Table 2 compares variables at rest and peak exercise for PASC alone patients and those with HFpEF [...] both groups exhibited a reduced EO2 but a preserved peak VO2 at peak exercise when quantified as the percent of a predicted value [...]. Both groups exhibited a supranormal peak cardiac output (CO) response (119±30% and 132±25% predicted, respectively). The PASC alone group however, attained a supranormal peak CO response despite low cardiac filling pressures (RAP 3±3 and PAWP 8±4 mmHg). This response was not simply driven by heart rate since these patients exhibited appropriate augmentation of their stroke flow. Both groups exhibited appropriate decrease in dead space ventilation (VD/VT) during exercise.

Dead space ventilation, aka physiological dead space is the combination of anatomical (conducting airways) and alveolar (alveoli not adequately perfused by capillaries for gas exchange).

One of the main findings of the current study is the demonstration of persistent exertional dyspnea despite a “normal” peak VO2 response (i.e., ≥80% predicted).

Venous oxygen saturation would be around 70-80% in HCs at rest. It will go down substantially with peak exercise as more oxygen is extracted in muscles.

Functional implication of impaired pEO2 is further supported by the elevated peak exercise mixed venous O2 saturation (MvO2) of 41.9±9.6%. While the current study did not have a healthy comparator group, this level of peak MvO2 is significantly higher than reported for healthy controls (26.5±3.6%). Thus, in PASC patients undergoing conventional non-invasive CPET, the persistent exertional limitation reported in the setting of a “normal” and even improved peak VO2 on non-invasive CPET may in fact reflect an impaired systemic EO2. In the current study, using iCPET, we were able to offer a physiological explanation for the ongoing exertional limitation endured by PASC patients who would otherwise demonstrate a “normal” peak VO2 on conventional non-invasive CPET.

Impaired pEO2 can be attributable to failure of non-exercising vascular beds to vasoconstrict or direct intramuscular blood flow appropriately, or capillary-to-mitochondrial diffusion inadequacy. Recently, using multi-omic proteomic analysis of mixed venous plasma collected during iCPET, our group demonstrated a persistent inflammatory and endotheliopathy proteomic signature among PASC patients with reduced pEO2.

--- Stored dataset rows ---
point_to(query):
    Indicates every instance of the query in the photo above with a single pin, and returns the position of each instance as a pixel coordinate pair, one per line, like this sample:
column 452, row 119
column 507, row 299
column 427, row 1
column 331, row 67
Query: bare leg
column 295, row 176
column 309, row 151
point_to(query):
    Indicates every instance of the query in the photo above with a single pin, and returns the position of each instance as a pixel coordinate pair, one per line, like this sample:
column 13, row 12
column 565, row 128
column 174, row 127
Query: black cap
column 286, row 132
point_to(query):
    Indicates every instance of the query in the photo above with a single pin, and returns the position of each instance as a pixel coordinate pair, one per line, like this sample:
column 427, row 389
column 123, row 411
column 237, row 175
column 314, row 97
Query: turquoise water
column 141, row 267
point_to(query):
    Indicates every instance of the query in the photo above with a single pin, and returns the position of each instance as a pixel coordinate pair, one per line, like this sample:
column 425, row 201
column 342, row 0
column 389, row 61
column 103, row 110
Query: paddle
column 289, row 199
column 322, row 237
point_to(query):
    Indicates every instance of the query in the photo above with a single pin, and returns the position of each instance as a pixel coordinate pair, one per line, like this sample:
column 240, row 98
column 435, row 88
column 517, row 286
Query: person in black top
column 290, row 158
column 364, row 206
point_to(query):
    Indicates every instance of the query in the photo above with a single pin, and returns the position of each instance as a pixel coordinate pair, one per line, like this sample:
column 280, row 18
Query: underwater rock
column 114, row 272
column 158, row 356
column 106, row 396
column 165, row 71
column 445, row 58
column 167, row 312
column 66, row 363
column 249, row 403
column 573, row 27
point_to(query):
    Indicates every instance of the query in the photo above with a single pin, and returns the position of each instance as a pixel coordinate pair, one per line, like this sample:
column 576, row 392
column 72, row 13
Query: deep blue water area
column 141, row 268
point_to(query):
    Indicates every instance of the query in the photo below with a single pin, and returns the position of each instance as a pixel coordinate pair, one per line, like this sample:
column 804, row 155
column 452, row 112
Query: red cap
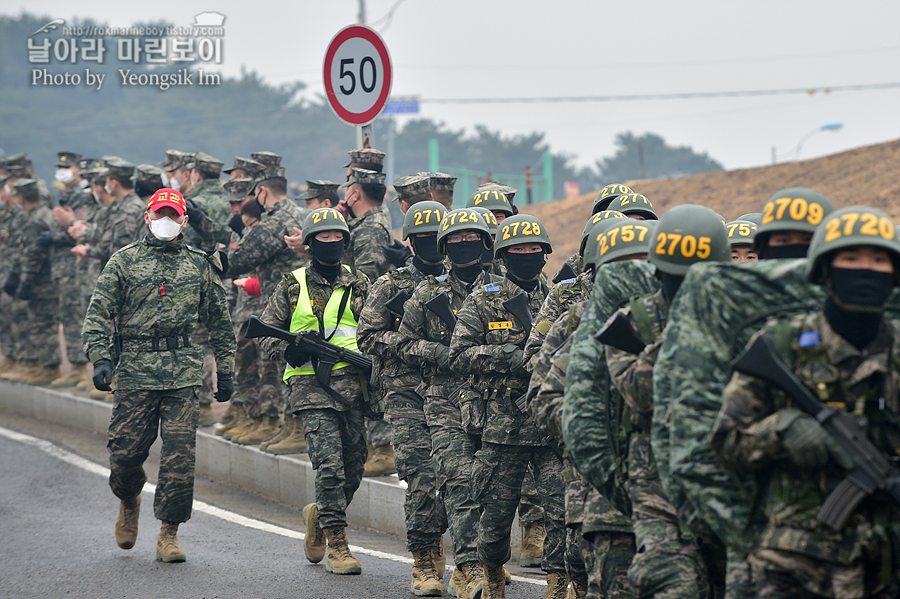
column 167, row 197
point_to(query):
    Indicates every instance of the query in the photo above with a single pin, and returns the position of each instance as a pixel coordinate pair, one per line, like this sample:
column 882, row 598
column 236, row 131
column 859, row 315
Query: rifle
column 565, row 273
column 871, row 471
column 395, row 304
column 618, row 333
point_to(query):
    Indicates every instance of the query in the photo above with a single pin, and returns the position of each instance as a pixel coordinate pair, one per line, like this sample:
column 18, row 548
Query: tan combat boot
column 126, row 523
column 557, row 585
column 339, row 560
column 533, row 545
column 269, row 426
column 295, row 442
column 380, row 462
column 167, row 549
column 314, row 544
column 425, row 581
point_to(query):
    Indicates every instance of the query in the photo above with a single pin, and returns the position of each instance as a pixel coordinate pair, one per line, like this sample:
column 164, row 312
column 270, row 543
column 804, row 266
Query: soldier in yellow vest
column 326, row 297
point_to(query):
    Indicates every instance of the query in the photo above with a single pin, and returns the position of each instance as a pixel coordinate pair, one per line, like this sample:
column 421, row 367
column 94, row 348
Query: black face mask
column 795, row 250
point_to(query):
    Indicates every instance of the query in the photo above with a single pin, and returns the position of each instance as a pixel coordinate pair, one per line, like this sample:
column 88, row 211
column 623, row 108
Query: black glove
column 103, row 375
column 224, row 387
column 397, row 253
column 45, row 239
column 295, row 356
column 24, row 291
column 237, row 224
column 11, row 284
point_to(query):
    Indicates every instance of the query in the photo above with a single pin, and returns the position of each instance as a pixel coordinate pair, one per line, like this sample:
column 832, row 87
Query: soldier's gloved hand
column 295, row 356
column 103, row 375
column 809, row 446
column 397, row 253
column 224, row 387
column 25, row 290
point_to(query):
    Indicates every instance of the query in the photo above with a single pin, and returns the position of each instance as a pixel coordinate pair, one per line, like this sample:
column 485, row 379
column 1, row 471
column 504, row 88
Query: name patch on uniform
column 809, row 339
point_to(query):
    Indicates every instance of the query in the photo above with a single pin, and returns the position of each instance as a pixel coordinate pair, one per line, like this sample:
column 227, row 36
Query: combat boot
column 293, row 443
column 339, row 559
column 269, row 426
column 380, row 462
column 72, row 378
column 167, row 549
column 557, row 585
column 314, row 544
column 126, row 523
column 533, row 545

--- Task requirements ---
Continue the excerpt on exercise testing in PASC patients, picking up right after its last sentence.

--- Answer box ---
While deconditioning is commonly suggested to result in impaired pEO2, we did not observe a significant difference in pEO2 amongst PASC patients who underwent supervised out-patient rehabilitation program compared to those who did not undergo rehabilitation. Furthermore, the hallmark of deconditioning is reduced peak CO and bedrest studies demonstrate only a mild impairment of pEO2. In contrast, in the current study PASC patients exhibited a high peak exercise CO along with a normal peak heart rate response.

 

[SNT Gatchaman]

See also our other papers tagged oxygen extraction.

 

[EndME]

I've been gathering some papers and will post over the next few days. Some work was done on in this in ME/CFS specifically 20+ years ago, so I think it's probably good for us to have threads for those historical papers too.

Is there a meta-analysis on this somewhere that somehow tries to explain all different results? Personally, I feel like the results aren't consistent enough, possibly due to inconsistent methodology, varying cohorts or it not being quite as useful method as some patients believe, possibly because it only captures downstream effects of muscular or vascular problems in the oxygen extraction.

 

[rvallee]

The majority of patients just want to know that there’s something real going on.

This quote bothered me. It's been said over and over again in the community. The patients know that something is wrong, they want to know WHAT is wrong, because that's how problems become fixable. We all know that unless the problem is understood, there is no way to fix it. This is a huge difference and the framing is just annoying.